Task statement :: Everything from the line that contains "Please mark the pink" to the end of the data below is to be reproduced verbatim; leave all else out.
··· Provided material
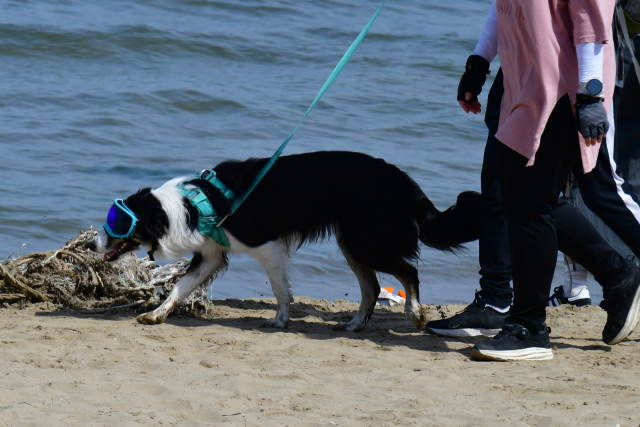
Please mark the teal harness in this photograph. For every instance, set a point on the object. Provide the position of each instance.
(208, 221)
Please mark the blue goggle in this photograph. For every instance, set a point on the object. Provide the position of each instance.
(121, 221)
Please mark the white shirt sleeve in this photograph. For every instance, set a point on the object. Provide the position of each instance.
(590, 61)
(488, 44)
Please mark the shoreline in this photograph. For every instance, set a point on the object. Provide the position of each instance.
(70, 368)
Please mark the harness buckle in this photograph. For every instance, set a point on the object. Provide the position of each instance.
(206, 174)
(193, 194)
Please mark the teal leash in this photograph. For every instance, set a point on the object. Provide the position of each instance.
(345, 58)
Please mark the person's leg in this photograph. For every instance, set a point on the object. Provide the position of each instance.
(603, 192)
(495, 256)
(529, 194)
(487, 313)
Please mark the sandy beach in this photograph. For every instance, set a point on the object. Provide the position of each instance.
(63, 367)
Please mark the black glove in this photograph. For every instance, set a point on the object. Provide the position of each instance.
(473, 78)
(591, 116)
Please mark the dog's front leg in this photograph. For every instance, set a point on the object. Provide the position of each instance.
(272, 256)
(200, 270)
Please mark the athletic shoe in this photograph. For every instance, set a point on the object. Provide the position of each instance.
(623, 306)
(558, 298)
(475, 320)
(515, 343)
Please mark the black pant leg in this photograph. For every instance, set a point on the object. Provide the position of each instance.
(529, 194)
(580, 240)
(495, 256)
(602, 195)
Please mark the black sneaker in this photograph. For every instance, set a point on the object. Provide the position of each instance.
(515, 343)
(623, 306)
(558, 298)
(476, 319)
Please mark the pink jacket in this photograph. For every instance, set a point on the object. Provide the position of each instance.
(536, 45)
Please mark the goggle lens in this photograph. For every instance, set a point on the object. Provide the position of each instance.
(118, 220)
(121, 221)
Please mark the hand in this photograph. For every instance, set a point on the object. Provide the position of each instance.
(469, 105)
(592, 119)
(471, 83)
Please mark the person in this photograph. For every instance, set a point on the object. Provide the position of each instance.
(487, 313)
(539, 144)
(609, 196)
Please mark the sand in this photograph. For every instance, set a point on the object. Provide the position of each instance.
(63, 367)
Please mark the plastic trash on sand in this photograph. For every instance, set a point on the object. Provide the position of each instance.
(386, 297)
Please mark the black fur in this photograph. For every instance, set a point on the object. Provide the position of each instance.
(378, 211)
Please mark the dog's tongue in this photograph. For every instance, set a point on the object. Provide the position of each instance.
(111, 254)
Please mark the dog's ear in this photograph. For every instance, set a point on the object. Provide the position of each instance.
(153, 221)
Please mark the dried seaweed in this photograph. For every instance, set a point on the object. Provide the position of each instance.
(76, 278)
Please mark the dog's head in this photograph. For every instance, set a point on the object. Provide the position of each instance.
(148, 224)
······
Output of the exercise ::
Please mark the pink jacket in this photograph. For every instance, set a point on the object. Provide the position of each instance.
(536, 45)
Please mark the goggle lens in this photograph. For every instance, set a point on the object. Provide the position of each instance.
(118, 220)
(121, 221)
Please mark the hand in this photograph. For every instance, set a point on the object. Provide the position of each instance.
(469, 105)
(592, 119)
(471, 83)
Please mark the person in this photograph. For every instance, set a point on the object. Provide the position of each instance.
(487, 313)
(539, 144)
(609, 196)
Please mark the sand in this photograph. For every instance, set a point on the object. Provide the position of each instance.
(63, 367)
Please mark the plastic trash on sand in this photograph. For every instance, set a point on the object. Provide the position of each instance.
(386, 297)
Please mark the black fur in this photograph. For every instance, set a point on the object. Provide the position of each instance.
(378, 211)
Please mark the dog's tongue in this photograph. For every instance, set a point on the object. Provide the position of each instance.
(111, 254)
Please mark the dog's ear in this photograph. For every instance, set a point on the object. Provide the position of each instance.
(153, 221)
Please mark the dried seaweed in this photograph. For every instance, set a point on the object. Provide the position of each instance.
(76, 278)
Please mark the dog's head in this photograph. For every instance, set a point on the object. Provide the position of each instance.
(148, 224)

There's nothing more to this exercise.